PROBLEM DETAILS
Are you able to retype all the records below exactly?

RECORD EXTRACTS
—————

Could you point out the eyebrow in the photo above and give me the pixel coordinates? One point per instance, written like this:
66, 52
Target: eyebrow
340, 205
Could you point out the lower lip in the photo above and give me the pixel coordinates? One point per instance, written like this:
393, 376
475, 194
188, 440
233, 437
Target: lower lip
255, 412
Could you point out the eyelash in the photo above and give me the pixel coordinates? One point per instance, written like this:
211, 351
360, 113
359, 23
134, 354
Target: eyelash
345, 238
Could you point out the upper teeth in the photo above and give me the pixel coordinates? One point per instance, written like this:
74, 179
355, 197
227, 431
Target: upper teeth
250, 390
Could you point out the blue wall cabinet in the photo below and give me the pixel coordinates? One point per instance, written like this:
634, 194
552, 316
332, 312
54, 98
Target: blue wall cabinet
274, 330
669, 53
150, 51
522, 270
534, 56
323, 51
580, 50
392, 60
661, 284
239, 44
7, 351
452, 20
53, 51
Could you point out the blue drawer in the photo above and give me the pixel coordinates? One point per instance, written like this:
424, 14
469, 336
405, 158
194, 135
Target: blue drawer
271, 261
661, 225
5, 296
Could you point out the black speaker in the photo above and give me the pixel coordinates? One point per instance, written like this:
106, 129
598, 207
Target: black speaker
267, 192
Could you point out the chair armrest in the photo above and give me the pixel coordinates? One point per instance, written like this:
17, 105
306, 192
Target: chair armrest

—————

THE OUTPUT
Could you point out the eyebrow in the photo above and give me the pixel coordinates? One point per instance, written like this:
66, 52
Target: eyebrow
340, 205
Could you point out the lower lip in the photo above and give me the pixel coordinates? One point per instance, written like this:
393, 376
475, 194
188, 440
233, 437
Target: lower lip
255, 412
Could you point out the eyelash in the photo above and give me the pixel coordinates? One point per instance, written like this:
211, 351
360, 113
359, 23
134, 354
Target: eyelash
345, 238
Could you point out the upper teeth in the photo above and give me the pixel coordinates? One point per instance, written like this:
74, 179
355, 197
227, 431
Target: upper teeth
250, 390
Could you point out the blue wall cabinet in the photo below and give me the pixel coordinates? One point per instance, written like this:
634, 194
552, 316
332, 312
54, 98
Target: blue wall cabinet
274, 330
669, 53
150, 51
522, 270
534, 56
323, 51
580, 50
392, 60
661, 284
239, 44
7, 351
452, 20
53, 51
Could you point out the blue drawer in the photo above and give me the pixel coordinates? One point per instance, written like this:
424, 14
469, 336
405, 158
194, 135
Target: blue drawer
271, 261
661, 225
5, 296
Could you point out the black speaker in the photo above and give me the pixel coordinates? One point per instance, written like this:
106, 129
598, 207
Target: black speaker
267, 192
Could you point out the chair armrest in the photo above and give me the pixel coordinates? One point per instance, written like this:
17, 105
306, 192
Target: chair armrest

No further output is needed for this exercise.